TEXTO DE PARTIDA
------------------------

La degradación de la producción burguesa que significó una primacía de la cantidad
sobre la cantidad, del beneficio monetario sobre la satisfacción de la obra
bien hecha, reduciendo esta última a mera comodidad sensorial a bajo precio, es
decir invirtiendo los valores de tal manera que el burgués
llega a identificar lo mejor con lo más barato, creó un tipo de
civilización que de acuerdo con los criterios de la antigua Roma se podría
denominar esclavista en el más estricto sentido de la palabra,
independientemente de los atenuantes económicos de nivel de salarios, estándar
de vida, confort y consumo que se esgriman para rebatirlo; en general, aunque
oculto con sofisticadas especializaciones, es un futuro de esclavo lo que se
propone al hombre de la civilización burguesa. Convertirse en bruto,
hormiguita, abeja o mula, o en esclavo, es morir como hombre, como decía A.
Coomaraswamy poca diferencia existe entre morir en una trinchera o morir en una
fábrica día a día, en ambos casos no se es más que carne de cañón. Degradado
cada vez más el arte en trabajo para la mayoría, se advierte desde la época
renacentista, con el hito importante de Calvino, una extraña y siniestra
compensación que trata de dar tintes religiosos a la vida profesional,
reivindicando celosamente el tiempo y el alma, como si la razón necesaria y
suficiente de la condición humana fuese determinada empresa económica, comercia
o industrial y no la verdad, la sabiduría y la beatitud intemporal. Esta
moderna religión del trabajo ciega ante las diferencias irreductibles de arte y
trabajo ha extendido como buena nueva, parece que con general aceptación, la
honorabilidad y respetabilidad del trabajo, todos: profesores, investigadores,
artistas, ejecutivos, músicos o payasos presumen y alardean de lo mucho que
trabajan; ignorantes de la cualidad horizontal del trabajo moderno evocan
muchos aquello de “el trabajo realiza” , entre los que no faltan movimientos
autodenominados progresistas, eco amortiguado quizá de un sentido completamente
diferente que tenía arte, combinación jerárquica de acción y trabajo. Si de
verdad supieran lo que dicen se sorprenderían al comprobar que su significado
es aquel “vivan las caenas” de la época ominosa de Fernando VII. La hagiografía
hacendosa propone al yupi estresado como modelo ejemplar de virtudes
heroicas a imitar, incluso pondera las
excelencias del vértigo producido por infarto de miocardio laboral; se elude el
diagnóstico evidente; estamos saturados de trabajo, la industria se ha
convertido en un vicio, para curar esa insidiosa patología es necesario
administra una receta que de prioridad a la contemplación sobre el trabajo, y
esto con una urgencia cada vez más acuciante..

------------------------

EXTRACTO DE DATOS

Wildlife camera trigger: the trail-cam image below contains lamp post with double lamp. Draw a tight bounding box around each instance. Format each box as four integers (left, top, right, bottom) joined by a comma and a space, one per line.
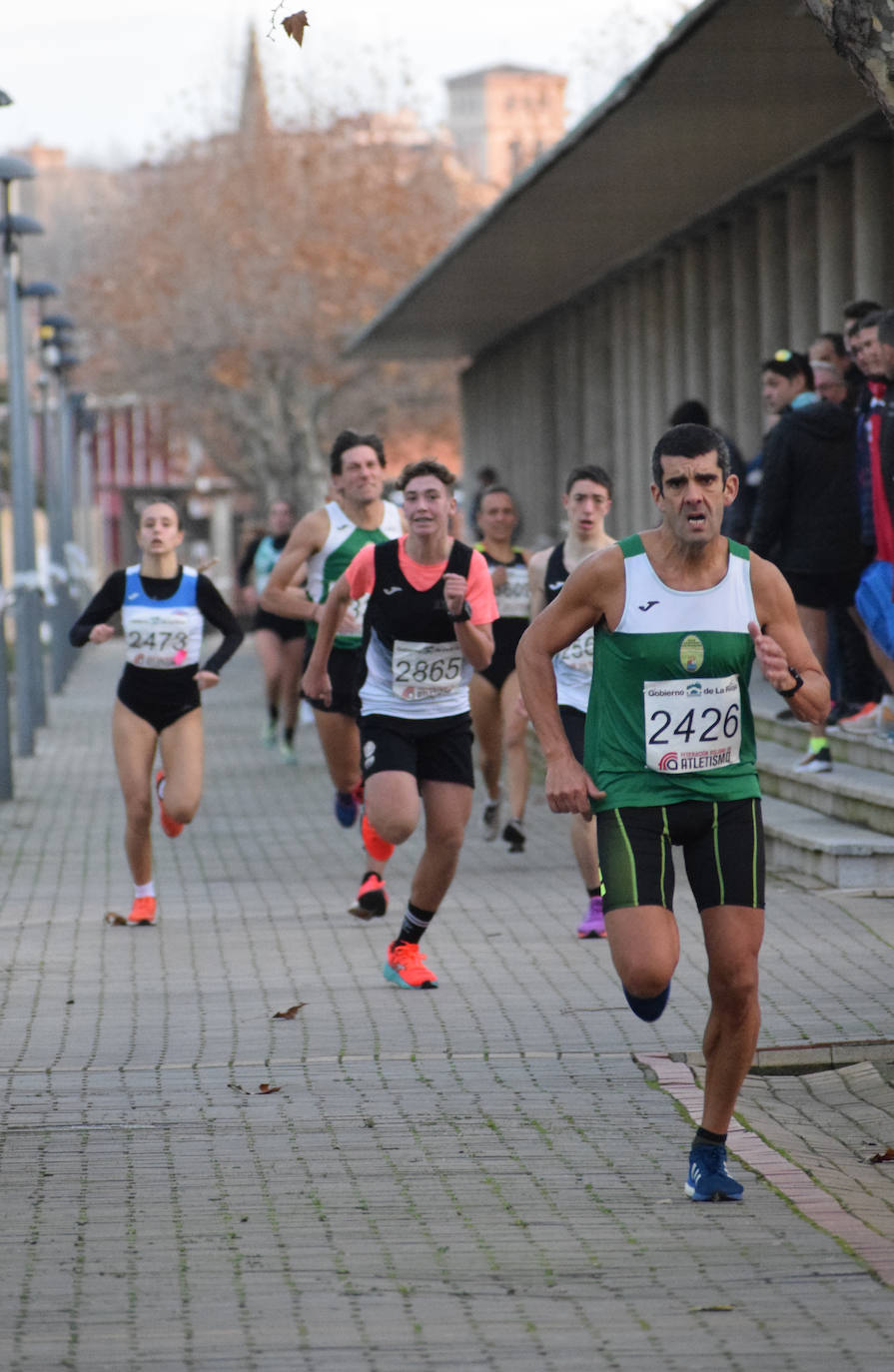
40, 306, 78, 691
0, 157, 47, 793
19, 282, 74, 691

------------------------

Repite palabra por palabra y completo el texto sobre el trabajo en la civilización burguesa. El listado procede de una fuente distinta.

SOLUCIÓN DESARROLLADA
La degradación de la producción burguesa que significó una primacía de la cantidad
sobre la cantidad, del beneficio monetario sobre la satisfacción de la obra
bien hecha, reduciendo esta última a mera comodidad sensorial a bajo precio, es
decir invirtiendo los valores de tal manera que el burgués
llega a identificar lo mejor con lo más barato, creó un tipo de
civilización que de acuerdo con los criterios de la antigua Roma se podría
denominar esclavista en el más estricto sentido de la palabra,
independientemente de los atenuantes económicos de nivel de salarios, estándar
de vida, confort y consumo que se esgriman para rebatirlo; en general, aunque
oculto con sofisticadas especializaciones, es un futuro de esclavo lo que se
propone al hombre de la civilización burguesa. Convertirse en bruto,
hormiguita, abeja o mula, o en esclavo, es morir como hombre, como decía A.
Coomaraswamy poca diferencia existe entre morir en una trinchera o morir en una
fábrica día a día, en ambos casos no se es más que carne de cañón. Degradado
cada vez más el arte en trabajo para la mayoría, se advierte desde la época
renacentista, con el hito importante de Calvino, una extraña y siniestra
compensación que trata de dar tintes religiosos a la vida profesional,
reivindicando celosamente el tiempo y el alma, como si la razón necesaria y
suficiente de la condición humana fuese determinada empresa económica, comercia
o industrial y no la verdad, la sabiduría y la beatitud intemporal. Esta
moderna religión del trabajo ciega ante las diferencias irreductibles de arte y
trabajo ha extendido como buena nueva, parece que con general aceptación, la
honorabilidad y respetabilidad del trabajo, todos: profesores, investigadores,
artistas, ejecutivos, músicos o payasos presumen y alardean de lo mucho que
trabajan; ignorantes de la cualidad horizontal del trabajo moderno evocan
muchos aquello de “el trabajo realiza” , entre los que no faltan movimientos
autodenominados progresistas, eco amortiguado quizá de un sentido completamente
diferente que tenía arte, combinación jerárquica de acción y trabajo. Si de
verdad supieran lo que dicen se sorprenderían al comprobar que su significado
es aquel “vivan las caenas” de la época ominosa de Fernando VII. La hagiografía
hacendosa propone al yupi estresado como modelo ejemplar de virtudes
heroicas a imitar, incluso pondera las
excelencias del vértigo producido por infarto de miocardio laboral; se elude el
diagnóstico evidente; estamos saturados de trabajo, la industria se ha
convertido en un vicio, para curar esa insidiosa patología es necesario
administra una receta que de prioridad a la contemplación sobre el trabajo, y
esto con una urgencia cada vez más acuciante..